Extracted text:
A Christmas reflection or Cognitive Dissonance
 
 
 




I have been struck over the Christmas period by the beautiful descriptions of God contained in the carols and oratorios sung.  He (for ‘he’ it is) is great, loving, all-knowing and able to do for us everything we need. Of course, his care for us hardly seems to tie in with the reality of our lives, but we nonetheless continue with our idealisation of God.

Indeed, hymns of praise were sung in one of the Baptist churches in Kentucky on Sunday, this following the absolute devastation and many deaths caused by the biggest hurricane ever recorded in that area. How they managed to reconcile his omnipotence and love with the random path of the hurricane, and so the random choice of victims, I cannot begin to imagine. They must surely feel the dissonance entailed.

They have though somehow defined God in such a way that he is a paradigm of all that they could ever want - the perfect benign dictator - and having so defined him, to remove him from his position would destroy their dreams.  

For the vast majority of Europeans, however, I suspect that there is a growing realisation that we should not take all this too seriously. Even the Pope has accepted that the mortal sin of lust should be regarded as less serious than other mortal sins, such as pride, and he seems even to be willing to overlook homosexuality.

There are of course still the 'true' believers who take it all very seriously, and want the Pope out (watch out for the poisened chalice!), but I think that in Europe, at least, the idea of God is increasingly put into the same category as chocolate - people eat it when they feel in need of a little comfort.

And so, normally, they live their lives without taking much notice of the shouty people who want us to chastise ourselves for our sins.  Indeed, it may be for once that a dictatorship will come to an end simply because no-one can be bothered to be afraid any longer - an overthrow through apathy rather than by violence.

A few years ago however, just before Christmas, there was a poll in Russia to find the greatest Russian of all time. Fifty million people voted. It was a close run thing. In the end, Alexander Nevsky, a 13th century warrior prince came first and second was reformist Prime Minister Pyotr Stolypin, who was assassinated in 1911. In a strong third position though, came Uncle Joe (Stalin).  He had in fact been leading until just before the poll closed. These days he is just as, if not more, popular amongst Russians.

Stored data:
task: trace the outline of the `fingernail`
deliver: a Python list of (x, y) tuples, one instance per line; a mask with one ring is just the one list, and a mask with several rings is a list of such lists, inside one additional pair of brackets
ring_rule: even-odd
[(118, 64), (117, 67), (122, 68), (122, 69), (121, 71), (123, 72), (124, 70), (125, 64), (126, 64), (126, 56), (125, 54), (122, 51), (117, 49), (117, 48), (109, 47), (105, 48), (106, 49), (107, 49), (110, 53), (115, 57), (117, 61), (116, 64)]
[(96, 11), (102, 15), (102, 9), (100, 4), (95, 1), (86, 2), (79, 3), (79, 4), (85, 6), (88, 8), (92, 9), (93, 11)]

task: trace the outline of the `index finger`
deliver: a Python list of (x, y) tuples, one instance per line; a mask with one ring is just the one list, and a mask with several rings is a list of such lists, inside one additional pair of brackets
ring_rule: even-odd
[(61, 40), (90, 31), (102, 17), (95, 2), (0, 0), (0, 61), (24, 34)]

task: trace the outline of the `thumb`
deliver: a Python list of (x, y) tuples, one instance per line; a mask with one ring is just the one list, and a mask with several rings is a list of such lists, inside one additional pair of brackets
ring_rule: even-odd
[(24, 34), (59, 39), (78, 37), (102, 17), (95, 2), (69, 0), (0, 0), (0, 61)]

Written tasks:
A) According to the Christmas reflection, how many people voted in the Russian poll to find the greatest Russian of all time?
B) Copy the rows from their very first line through the line holding "9), (93, 11)]", with both of those lines included.
The rows are unrelated to the Christmas reflection.

Final results:
A) Fifty million people.

B)
task: trace the outline of the `fingernail`
deliver: a Python list of (x, y) tuples, one instance per line; a mask with one ring is just the one list, and a mask with several rings is a list of such lists, inside one additional pair of brackets
ring_rule: even-odd
[(118, 64), (117, 67), (122, 68), (122, 69), (121, 71), (123, 72), (124, 70), (125, 64), (126, 64), (126, 56), (125, 54), (122, 51), (117, 49), (117, 48), (109, 47), (105, 48), (106, 49), (107, 49), (110, 53), (115, 57), (117, 61), (116, 64)]
[(96, 11), (102, 15), (102, 9), (100, 4), (95, 1), (86, 2), (79, 3), (79, 4), (85, 6), (88, 8), (92, 9), (93, 11)]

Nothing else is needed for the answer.